Entries for locating named things
======

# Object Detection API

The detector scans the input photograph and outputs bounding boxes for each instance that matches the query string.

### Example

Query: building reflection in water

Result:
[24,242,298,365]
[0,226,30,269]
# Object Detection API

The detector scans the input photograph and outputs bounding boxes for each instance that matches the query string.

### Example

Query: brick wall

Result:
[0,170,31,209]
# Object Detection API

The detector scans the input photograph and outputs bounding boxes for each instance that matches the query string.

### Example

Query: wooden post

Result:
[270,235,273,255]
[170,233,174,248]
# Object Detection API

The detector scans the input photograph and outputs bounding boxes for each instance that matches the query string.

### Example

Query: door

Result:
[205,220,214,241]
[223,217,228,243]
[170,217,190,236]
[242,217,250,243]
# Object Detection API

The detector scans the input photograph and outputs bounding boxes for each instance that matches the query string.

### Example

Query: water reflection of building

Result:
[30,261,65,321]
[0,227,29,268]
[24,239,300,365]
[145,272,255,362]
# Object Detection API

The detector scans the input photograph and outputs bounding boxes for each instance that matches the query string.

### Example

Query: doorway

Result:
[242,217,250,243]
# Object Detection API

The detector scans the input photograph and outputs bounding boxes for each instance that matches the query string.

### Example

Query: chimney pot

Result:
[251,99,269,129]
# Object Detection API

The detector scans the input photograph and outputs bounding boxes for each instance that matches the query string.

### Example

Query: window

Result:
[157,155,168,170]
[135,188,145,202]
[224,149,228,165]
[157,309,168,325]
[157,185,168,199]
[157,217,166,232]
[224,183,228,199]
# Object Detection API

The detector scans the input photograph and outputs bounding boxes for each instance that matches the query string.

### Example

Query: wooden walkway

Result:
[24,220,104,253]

======

Aim
Can you reproduce all of the lines above word for word, from the first to the last?

Output below
# Object Detection API

The detector scans the input photograph and outputs bounding boxes for each instance that matches the query string.

### Example

Query: building reflection in water

Result:
[24,242,298,365]
[0,226,30,269]
# Object Detection API

The detector scans the input photograph and outputs bounding boxes for each instance that matches the query string.

### Example

Query: brick wall

Result:
[0,170,31,209]
# Object Detection API

The detector scans the input photograph and outputs bounding boxes for each instance that matches the query string.

### Example

Query: wooden post

Result:
[270,235,273,255]
[170,233,174,248]
# Object Detection API

The detector scans the input photograph and outputs bounding boxes for each instance that matches the query string.

### Example

Query: door

Result:
[205,220,214,241]
[223,217,228,243]
[170,217,190,236]
[242,217,250,243]
# Object Detection API

The detector scans the input photograph and outputs bounding boxes for each instance that matches the query string.

### Example

Query: water reflection of building

Result:
[30,261,65,321]
[0,227,29,268]
[24,239,300,365]
[145,272,255,362]
# Object Detection API

The detector scans the input photograph and outputs bounding boxes for each instance that matches the query string.

### Example

Query: doorway

Result:
[242,217,250,243]
# Object Detection API

The detector scans the input photograph and outputs bounding boxes for each instance that matches the query string.

### Example

Query: chimney pot

Result:
[251,99,269,129]
# Object Detection API

The detector scans the input photograph and outputs bounding boxes for each instance that matches the query string.

### Example

Query: window

Result:
[157,155,168,170]
[135,188,145,202]
[224,149,228,165]
[157,309,168,325]
[157,185,168,199]
[157,217,166,232]
[224,183,228,199]
# Object Detection API

The detector scans the input photograph and outputs bounding boxes for each instance that matches the query string.

### Example

Query: wooden walkway

Result:
[24,220,104,253]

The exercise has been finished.